» Directions:
Rewrite the material below, swapping "one dot" for "a single dot" and keeping everything else the same. Leave the pictures out of your version.

» Stored items:
--- BEGIN ---

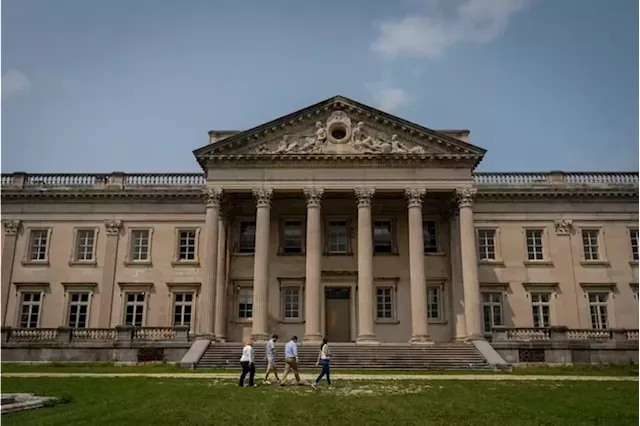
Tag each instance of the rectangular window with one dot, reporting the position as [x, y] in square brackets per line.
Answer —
[382, 236]
[534, 244]
[38, 244]
[434, 303]
[183, 309]
[85, 244]
[140, 245]
[187, 243]
[384, 298]
[598, 310]
[635, 244]
[541, 309]
[245, 303]
[292, 232]
[590, 244]
[291, 303]
[30, 307]
[247, 236]
[134, 309]
[338, 238]
[486, 244]
[491, 310]
[430, 236]
[78, 316]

--- END ---

» Output of the task:
Tag each instance of the rectangular window with a single dot, reporting the position as [x, y] in square brackets per line.
Answer —
[382, 236]
[534, 244]
[38, 244]
[434, 303]
[183, 309]
[85, 244]
[140, 245]
[187, 243]
[384, 298]
[598, 310]
[635, 244]
[541, 309]
[245, 303]
[292, 232]
[590, 244]
[291, 303]
[30, 307]
[247, 236]
[134, 309]
[338, 238]
[486, 244]
[491, 310]
[430, 236]
[78, 316]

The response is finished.